[Selected text]

□ □ □ □

The panel said that even a “superficial” level of reflection would have been meaningful.

Plaguing the Secret Service are “corrosive cultural attitudes” regarding resourcing events – a “do more with less” attitude, according to the report.

The report also found there was a troubling “lack of critical thinking” by Secret Service personnel “before, during and after” the assassination attempt.

“A prominent instance of this is the fact that personnel had been read into significant intelligence regarding a long range threat by a foreign state actor against former President Trump, but failed to ensure that the AGR building was secured despite its proximity to the rally stage and the obvious high angle line of sight issues it presented,” the report found.

Other instances “revealed a surprising lack of rigor in considering the specific risks posed to particular individual protectees.”

The report said, for example, Trump, though not formally the Republican nominee at the time, had essentially clinched it months before and thus the Secret Service’s approach was formulaic “rather than an individualized assessment of risk.”

The failure to take ownership of planning the Butler rally and the lack of cohesion with state and local law enforcement during the planning of events, a lack of experienced agents to perform “certain critical security tasks,” a lack of auditing mechanisms to learn from mistakes in the field, a lack of training facilities, and a lack of agents feeling comfortable to speak up.

□ □ □ □

[Dataset extract]
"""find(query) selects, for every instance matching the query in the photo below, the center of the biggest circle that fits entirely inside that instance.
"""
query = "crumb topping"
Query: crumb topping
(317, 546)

□ □ □ □

[Problem set]
A – In the passage on the Secret Service report, the paragraph that begins "The failure to take ownership" names several things that were lacking. List each of them.
B – Retype the stretch of the passage on the Secret Service report from "The report also" through "the assassination attempt.".
C – Continue the passage on the Secret Service report with the sentences that would follow its final paragraph.

[Your responses]
A –
- Cohesion with state and local law enforcement during the planning of events
- Experienced agents to perform "certain critical security tasks"
- Auditing mechanisms to learn from mistakes in the field
- Training facilities
- Agents feeling comfortable to speak up

B –
The report also found there was a troubling “lack of critical thinking” by Secret Service personnel “before, during and after” the assassination attempt.

C –
In particular, the operational tempo for younger agents who came up during the COVID-19 pandemic was slower than most election years, and thus those agents did not get as much experience in the field as agents would normally get.

The panel is calling for new leadership at the Secret Service – saying the agency needs a change with people from outside the agency.

“Many of the issues that the Panel has identified throughout this report, particularly regarding the Panel’s “deeper concerns,” are ultimately attributable, directly or indirectly, to the Service’s culture,” the report said. “A refreshment of leadership, with new perspectives, will contribute to the Service’s resolution of those issues.”

Among the other recommendations the panel made are a restructuring of the agency’s protective office, new training initiatives, new communication technologies that are more reliable and an evaluation “of the Secret Service’s method for how it resources protectees to ensure that it is risk-based, and not overly formulaic or reliant on a protectee’s title for making resource determinations.”

“The Panel also recognizes the bravery and selflessness exhibited by Secret Service agents and officers who put themselves in harm’s way to protect their protectees, including in Butler after Crooks fired at former President Trump and others. However, bravery and selflessness alone, no matter how honorable, are insufficient to discharge the Secret Service’s no-fail protective mission.”

Specific to July 13, the panel’s findings are in line with the Secret Service’s mission assurance review that came out last month.

Some of the findings are an absence of law enforcement to secure the AGR building where Thomas Matthew Crooks eventually fired from, the failure to mitigate the line of site from that building, having two communications rooms, the failure of anyone to encounter Crooks despite spotting him 90 minutes before Trump took the stage, the failure to inform the former president’s detail and the drone detection system not working.

The panel recommends the Service has integrated communications, a mandatory situation report when a protectee arrives, better counter-drone technologies and an advanced line of site mitigations.

A footnote in the report says the second assassination attempt against Trump didn’t impact the panel’s work but might’ve reinforced the report.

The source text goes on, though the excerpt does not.